_DIRECTIONS_: Reproduce all of the data that follows, character for character.

── EXERCISE MATERIAL ──

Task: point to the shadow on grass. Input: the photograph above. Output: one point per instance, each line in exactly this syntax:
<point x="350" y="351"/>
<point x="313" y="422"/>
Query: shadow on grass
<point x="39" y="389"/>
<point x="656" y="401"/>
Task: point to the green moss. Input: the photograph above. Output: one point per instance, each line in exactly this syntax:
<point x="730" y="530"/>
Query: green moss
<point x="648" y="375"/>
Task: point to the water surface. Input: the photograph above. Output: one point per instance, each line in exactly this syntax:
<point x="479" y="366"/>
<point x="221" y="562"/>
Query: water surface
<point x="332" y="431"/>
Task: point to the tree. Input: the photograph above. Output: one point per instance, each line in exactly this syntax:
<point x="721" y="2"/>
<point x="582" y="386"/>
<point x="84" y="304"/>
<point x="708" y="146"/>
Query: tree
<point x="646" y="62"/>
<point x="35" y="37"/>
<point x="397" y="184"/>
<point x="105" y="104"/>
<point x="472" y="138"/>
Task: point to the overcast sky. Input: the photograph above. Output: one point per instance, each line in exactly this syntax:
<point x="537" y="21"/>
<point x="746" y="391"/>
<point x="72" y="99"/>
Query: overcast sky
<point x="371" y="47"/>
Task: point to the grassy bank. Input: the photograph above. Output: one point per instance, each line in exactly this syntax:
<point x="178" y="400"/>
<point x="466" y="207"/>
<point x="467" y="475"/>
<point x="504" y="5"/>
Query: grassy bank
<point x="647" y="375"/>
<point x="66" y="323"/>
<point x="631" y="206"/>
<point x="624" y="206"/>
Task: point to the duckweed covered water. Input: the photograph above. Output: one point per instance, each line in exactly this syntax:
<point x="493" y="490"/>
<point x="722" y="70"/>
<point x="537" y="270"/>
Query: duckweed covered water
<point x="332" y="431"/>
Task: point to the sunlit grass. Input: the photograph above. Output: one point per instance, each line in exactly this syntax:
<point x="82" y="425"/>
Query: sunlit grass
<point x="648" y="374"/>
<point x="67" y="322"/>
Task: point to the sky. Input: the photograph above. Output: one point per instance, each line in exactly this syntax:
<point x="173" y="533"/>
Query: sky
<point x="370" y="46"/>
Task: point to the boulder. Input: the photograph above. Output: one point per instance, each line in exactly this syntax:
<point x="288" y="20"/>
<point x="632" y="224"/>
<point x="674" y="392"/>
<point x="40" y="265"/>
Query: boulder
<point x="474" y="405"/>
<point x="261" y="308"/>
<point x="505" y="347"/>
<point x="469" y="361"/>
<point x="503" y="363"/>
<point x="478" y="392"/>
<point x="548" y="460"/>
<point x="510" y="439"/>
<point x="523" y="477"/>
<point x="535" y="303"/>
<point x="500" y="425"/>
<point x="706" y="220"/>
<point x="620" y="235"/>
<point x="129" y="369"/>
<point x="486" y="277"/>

───

_OUTPUT_:
Task: point to the shadow on grass. Input: the photograph above. Output: one point per instance, each line in exactly this syntax:
<point x="350" y="351"/>
<point x="313" y="422"/>
Query: shadow on grass
<point x="39" y="389"/>
<point x="656" y="401"/>
Task: point to the green moss. Input: the photograph above. Output: one point per instance, each line in exactly this syntax:
<point x="730" y="530"/>
Query: green moss
<point x="648" y="375"/>
Task: point to the water surface. Input: the photograph above. Output: one point per instance, each line in exactly this syntax:
<point x="479" y="366"/>
<point x="221" y="562"/>
Query: water surface
<point x="332" y="431"/>
Task: point to the tree. Input: the photograph above. Output: one point per instance, each line in exactly this syntax:
<point x="721" y="2"/>
<point x="582" y="386"/>
<point x="84" y="304"/>
<point x="708" y="146"/>
Query: tree
<point x="646" y="62"/>
<point x="35" y="37"/>
<point x="397" y="184"/>
<point x="105" y="104"/>
<point x="472" y="138"/>
Task: point to the overcast sky. Input: the photograph above. Output: one point per instance, each line in exactly this syntax:
<point x="537" y="21"/>
<point x="746" y="391"/>
<point x="72" y="99"/>
Query: overcast sky
<point x="371" y="47"/>
Task: point to the grassy bank. Input: the photograph above. Output: one point per instance, each line in exactly this syntax:
<point x="178" y="400"/>
<point x="466" y="207"/>
<point x="467" y="475"/>
<point x="504" y="5"/>
Query: grassy bank
<point x="647" y="375"/>
<point x="66" y="323"/>
<point x="631" y="206"/>
<point x="624" y="206"/>
Task: point to the duckweed covered water. Input: the photograph above. Output: one point per instance, each line in exactly this syntax:
<point x="493" y="490"/>
<point x="722" y="70"/>
<point x="537" y="270"/>
Query: duckweed covered water
<point x="332" y="431"/>
Task: point to the sunlit grass. Input: the photograph above. Output: one point per instance, each line in exactly this syntax:
<point x="82" y="425"/>
Query: sunlit grass
<point x="648" y="374"/>
<point x="67" y="322"/>
Task: point to the sky. Input: the photograph above. Output: one point per instance, each line in exactly this syntax:
<point x="173" y="533"/>
Query: sky
<point x="370" y="46"/>
Task: point to the boulder. Input: the photograph above. Output: one point per instance, each line in exactly this syntax:
<point x="288" y="20"/>
<point x="632" y="224"/>
<point x="674" y="392"/>
<point x="40" y="265"/>
Query: boulder
<point x="474" y="405"/>
<point x="261" y="308"/>
<point x="505" y="347"/>
<point x="469" y="361"/>
<point x="503" y="363"/>
<point x="478" y="392"/>
<point x="548" y="460"/>
<point x="510" y="439"/>
<point x="523" y="477"/>
<point x="535" y="303"/>
<point x="500" y="425"/>
<point x="706" y="220"/>
<point x="620" y="235"/>
<point x="129" y="369"/>
<point x="486" y="277"/>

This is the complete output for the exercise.